WHAT NEEDS TO BE DONE:
Reproduce the records below character for character, but leave the pictures out of your copy.

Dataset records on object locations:
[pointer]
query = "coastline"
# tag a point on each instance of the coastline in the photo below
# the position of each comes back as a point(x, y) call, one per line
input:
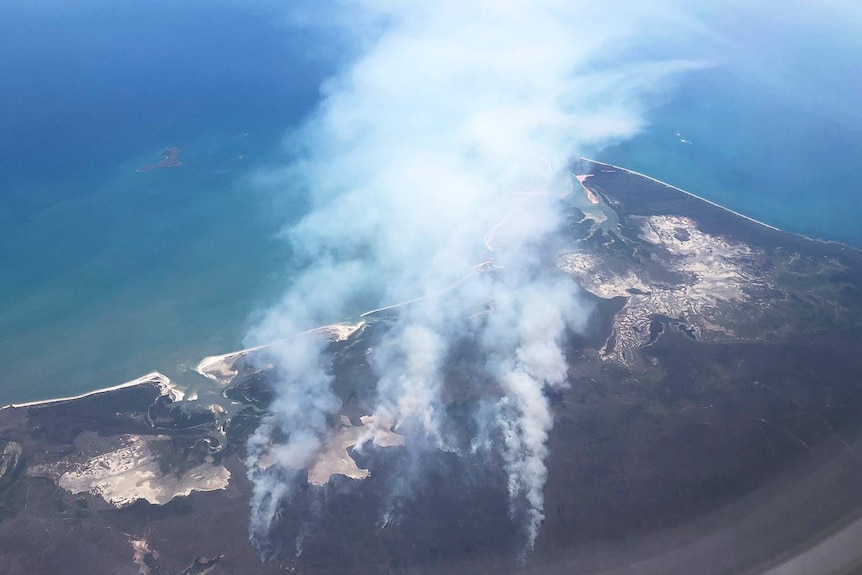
point(160, 379)
point(750, 219)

EXERCISE OUTPUT:
[pointer]
query = "coastline"
# tag a point on each instance of the coastline in the photo below
# the position of each comes back as a point(x, y) call, one per line
input:
point(160, 379)
point(750, 219)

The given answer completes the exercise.